(Records provided Opens)

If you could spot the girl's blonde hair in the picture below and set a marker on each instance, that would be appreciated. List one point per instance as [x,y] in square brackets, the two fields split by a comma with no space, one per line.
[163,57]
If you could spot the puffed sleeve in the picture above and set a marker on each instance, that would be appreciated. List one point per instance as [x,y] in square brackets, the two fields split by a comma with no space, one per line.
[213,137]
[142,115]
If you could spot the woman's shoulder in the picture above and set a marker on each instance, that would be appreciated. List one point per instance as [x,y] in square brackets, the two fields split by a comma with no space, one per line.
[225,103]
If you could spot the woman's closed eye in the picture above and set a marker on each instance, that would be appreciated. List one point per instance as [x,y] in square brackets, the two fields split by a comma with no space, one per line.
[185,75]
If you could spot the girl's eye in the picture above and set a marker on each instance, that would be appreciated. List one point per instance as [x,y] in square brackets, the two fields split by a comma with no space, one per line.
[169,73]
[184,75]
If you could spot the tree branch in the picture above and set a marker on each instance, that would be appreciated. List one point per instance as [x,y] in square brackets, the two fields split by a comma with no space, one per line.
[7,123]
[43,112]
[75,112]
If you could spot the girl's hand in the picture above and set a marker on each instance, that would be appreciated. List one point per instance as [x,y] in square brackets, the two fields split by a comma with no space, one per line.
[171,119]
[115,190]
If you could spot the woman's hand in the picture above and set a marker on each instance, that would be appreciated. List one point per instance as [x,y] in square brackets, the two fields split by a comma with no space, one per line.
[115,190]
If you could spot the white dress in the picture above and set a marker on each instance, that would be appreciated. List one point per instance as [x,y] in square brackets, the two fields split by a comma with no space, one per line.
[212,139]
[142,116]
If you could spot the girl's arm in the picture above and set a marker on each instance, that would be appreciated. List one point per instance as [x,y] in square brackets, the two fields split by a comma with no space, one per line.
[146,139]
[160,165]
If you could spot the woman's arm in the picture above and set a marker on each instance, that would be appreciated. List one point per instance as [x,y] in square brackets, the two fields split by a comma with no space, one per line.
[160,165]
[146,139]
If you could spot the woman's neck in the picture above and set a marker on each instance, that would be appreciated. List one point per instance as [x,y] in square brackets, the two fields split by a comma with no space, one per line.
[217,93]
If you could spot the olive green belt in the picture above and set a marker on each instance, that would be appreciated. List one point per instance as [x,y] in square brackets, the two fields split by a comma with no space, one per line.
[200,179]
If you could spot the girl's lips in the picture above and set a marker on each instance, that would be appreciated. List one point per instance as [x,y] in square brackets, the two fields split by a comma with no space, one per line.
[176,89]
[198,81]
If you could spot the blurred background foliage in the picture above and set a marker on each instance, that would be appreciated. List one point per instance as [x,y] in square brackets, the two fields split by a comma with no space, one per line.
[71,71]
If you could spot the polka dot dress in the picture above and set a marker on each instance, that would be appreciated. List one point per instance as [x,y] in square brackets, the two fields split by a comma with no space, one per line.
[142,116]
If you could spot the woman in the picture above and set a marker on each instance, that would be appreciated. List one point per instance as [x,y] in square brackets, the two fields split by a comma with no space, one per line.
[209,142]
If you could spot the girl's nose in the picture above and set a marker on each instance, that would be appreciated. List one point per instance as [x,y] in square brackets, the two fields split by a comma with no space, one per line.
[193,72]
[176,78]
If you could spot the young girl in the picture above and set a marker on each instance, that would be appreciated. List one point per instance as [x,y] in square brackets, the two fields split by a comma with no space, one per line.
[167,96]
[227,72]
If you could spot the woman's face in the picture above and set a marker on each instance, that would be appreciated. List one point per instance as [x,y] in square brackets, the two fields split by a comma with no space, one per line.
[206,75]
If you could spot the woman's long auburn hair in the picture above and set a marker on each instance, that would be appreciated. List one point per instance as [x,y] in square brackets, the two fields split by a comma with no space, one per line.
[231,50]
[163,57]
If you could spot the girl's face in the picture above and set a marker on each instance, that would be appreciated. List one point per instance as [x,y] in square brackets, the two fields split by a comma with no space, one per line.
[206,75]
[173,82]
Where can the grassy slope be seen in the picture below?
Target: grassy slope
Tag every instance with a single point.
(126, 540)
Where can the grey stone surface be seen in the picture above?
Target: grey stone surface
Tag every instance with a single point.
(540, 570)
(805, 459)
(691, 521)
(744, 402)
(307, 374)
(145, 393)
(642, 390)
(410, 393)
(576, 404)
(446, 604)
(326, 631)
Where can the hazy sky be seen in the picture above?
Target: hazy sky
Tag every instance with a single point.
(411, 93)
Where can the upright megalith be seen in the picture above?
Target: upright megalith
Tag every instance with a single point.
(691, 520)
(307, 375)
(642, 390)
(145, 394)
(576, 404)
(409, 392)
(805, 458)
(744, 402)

(Records provided Closes)

The entries above, copied exactly, form the whole answer.

If you could spot the girl's blonde hair in the picture below and set a marker on each instance, that would be appreciated. List one point per instance as [x,y] in square brackets, the two fields split by a comma with no space, one per line.
[163,57]
If you could spot the puffed sleeve in the picture above and set a marker on each instance, that would be appreciated. List one point per instance as [x,y] in square brackets, the two fields split by a comma with no space, one per line.
[213,137]
[142,115]
If you could spot the woman's shoulder in the picture above and set a marker on each instance, that would be appreciated. List one point per instance as [x,y] in square brackets, the two fields split by a comma with no space, one per line.
[225,103]
If you could spot the woman's closed eye in the picture above and set a marker on each instance, that would be appreciated. List one point per instance as [x,y] in square brackets, the two fields split by a comma with no space, one per line.
[185,75]
If you could spot the girl's eye in the picture above and set a marker on each instance, that would be appreciated. List one point per instance as [x,y] in square brackets, the two fields split by a comma with no space, one per line.
[169,73]
[184,75]
If you could spot the tree branch in the picture above and set a marker on each instance, that would be appreciated. List one point per instance as [x,y] in square brackets, the two fields split by a comma with no space, one per line.
[7,123]
[43,112]
[75,112]
If you could spot the girl's hand in the picture above and set a marker on each instance, that would be appreciated. List one point per instance as [x,y] in square brackets, the two fields split by a comma with no space, one per line.
[171,119]
[115,190]
If you could spot the woman's hand in the picture above and set a marker on each instance, that would be appreciated. List one point per instance as [x,y] in square brackets, the two fields split by a comma with no space, one per line.
[115,190]
If you could spot the white dress in the picture above and set a marker on each instance, that would be appreciated. List one point per instance as [x,y] in square brackets, the two fields split by a comma with no space, one per line.
[212,139]
[142,116]
If you could spot the girl's arm in the picture above and set a marker on each instance, that would be appreciated. List one point per instance as [x,y] in square brackets, the two fields split by a comma with no space, one per line.
[146,139]
[160,165]
If you could spot the woman's arm in the picture above and set a marker on each instance, that would be appreciated. List one point per instance as [x,y] in square brackets, the two fields split by a comma with no space, one per line.
[160,165]
[146,139]
If you could spot the woman's neck in the picture above and set a marker on each instance, that would be appreciated. List one point per instance as [x,y] in square brackets, the two fields split by a comma with no space, one per line.
[217,93]
If you could spot the olive green belt in the picture above and set a marker on each instance, that would be appreciated. List one point per instance as [x,y] in square brackets, the two fields split by a comma with no space, one per line.
[200,179]
If you could spot the girl's lips in the picture above and set a marker on each instance, that would be appreciated. List one point per instance as [x,y] in square brackets, the two fields split by a comma with no space, one per line.
[176,89]
[198,81]
If you could spot the blurred background foliage in the picture above and set a marker on each instance, that would be appreciated. List one point per instance as [x,y] in square brackets, the two fields split by a comma with no space, one per line.
[71,71]
If you could spot the polka dot dress in the picture above and set a marker on each instance, that would be appreciated. List one point per instance as [x,y] in square brackets, the two fields split by a comma with no space, one per line.
[142,116]
If you could spot the woman in the picture above and set a marker on each instance, that would be appreciated. List one point per instance as [x,y] in square brackets, the two fields split by a comma with no space, one per line.
[209,142]
If you could spot the girl's nose in the picture above and set a marker on each instance, that would be appreciated. List one point per instance as [x,y] in square brackets, the two fields split by a comma with no space, one per line.
[193,72]
[176,78]
If you could spot the young girl in the picture above and set a marker on each instance, that would be appreciated. List one point per instance as [x,y] in square brackets, the two fields split by a comma with no space, one per line.
[167,96]
[227,72]
If you could spot the woman's face in the picture above and set a marker on each instance, that would be appreciated. List one point per instance as [x,y] in square brackets, the two fields split by a comma with no space, one per line.
[206,75]
If you could spot the woman's long auburn hair in the picture above and set a marker on each instance, that would be appreciated. List one point per instance as [x,y] in square brackets, the two fields split by a comma with no space, one per line.
[231,50]
[163,57]
If you could spot the girl's face in the picture above and set a marker on each instance, that would be appreciated. List one point per instance as [x,y] in square brackets, the two fields split by a comma with no space, one per line.
[206,75]
[173,82]
Where can the grassy slope be seen in the picture below?
Target: grassy slope
Tag every instance with a single point.
(126, 540)
Where can the grey stone surface be seen in the picture above?
Target: grey stone surface
Tag every instance with a single point.
(540, 570)
(805, 459)
(691, 521)
(744, 402)
(307, 374)
(145, 393)
(642, 390)
(410, 393)
(576, 404)
(446, 604)
(326, 631)
Where can the hazy sky be seen in the picture above?
Target: hazy sky
Tag every instance with a single point.
(411, 93)
Where can the upright megalith be seen in the picture above?
Target: upright megalith
Tag every instance with a single point.
(691, 520)
(307, 375)
(642, 390)
(145, 394)
(576, 404)
(409, 392)
(805, 458)
(744, 402)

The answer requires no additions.